Top of Exercise data
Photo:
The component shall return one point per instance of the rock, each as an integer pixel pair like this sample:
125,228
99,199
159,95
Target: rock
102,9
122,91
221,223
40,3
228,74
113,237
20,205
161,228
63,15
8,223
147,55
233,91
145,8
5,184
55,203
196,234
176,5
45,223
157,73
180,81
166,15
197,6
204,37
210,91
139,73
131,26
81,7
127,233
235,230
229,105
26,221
Bottom of Exercise data
* [Task goal]: Retype all of the lines shown above, keeping each one exact.

* [Your response]:
Photo:
The component shall return one point per instance of the rock, each as an integer pixel pair like this sample:
125,228
99,199
159,95
Target: rock
102,9
122,91
221,223
40,3
228,74
113,237
20,205
161,228
63,15
8,223
147,55
233,91
145,8
5,184
55,203
196,234
176,5
45,223
157,73
180,81
166,15
197,6
204,37
210,91
139,73
131,26
81,7
127,233
235,230
229,105
26,221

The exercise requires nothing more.